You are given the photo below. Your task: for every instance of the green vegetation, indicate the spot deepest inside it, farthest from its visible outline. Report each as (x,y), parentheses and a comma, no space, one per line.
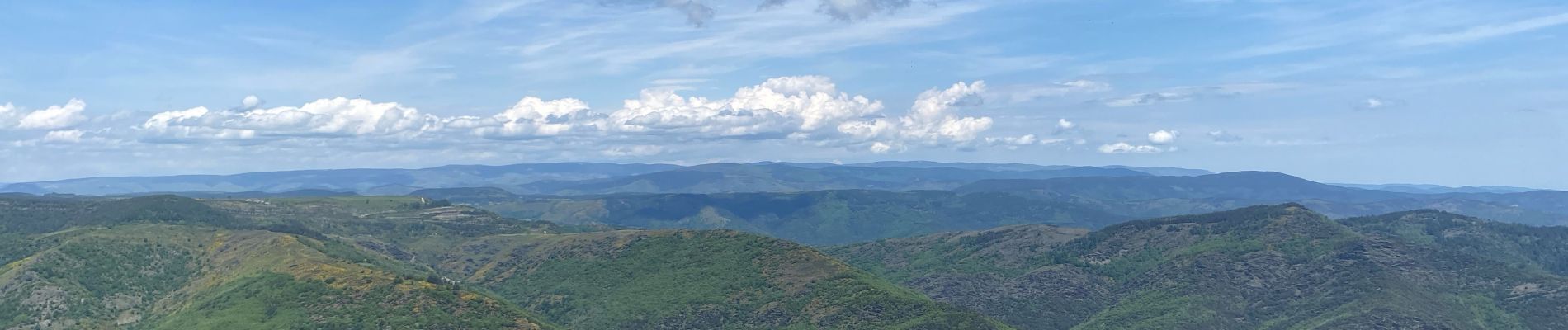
(168,262)
(1254,268)
(811,218)
(693,279)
——————
**Job**
Output the lines above as a JSON list of strings, one string per line, excluding any blank lines and omitting the picture.

**Answer to the task**
[
  "You are given the photo below. Your task: for every instance of the green vegetation, indicate the spot deepest inside it, farthest from its visible outline. Report each as (x,y), parentheses and a comma, no space, one per line.",
  "(168,262)",
  "(1254,268)",
  "(811,218)",
  "(693,279)"
]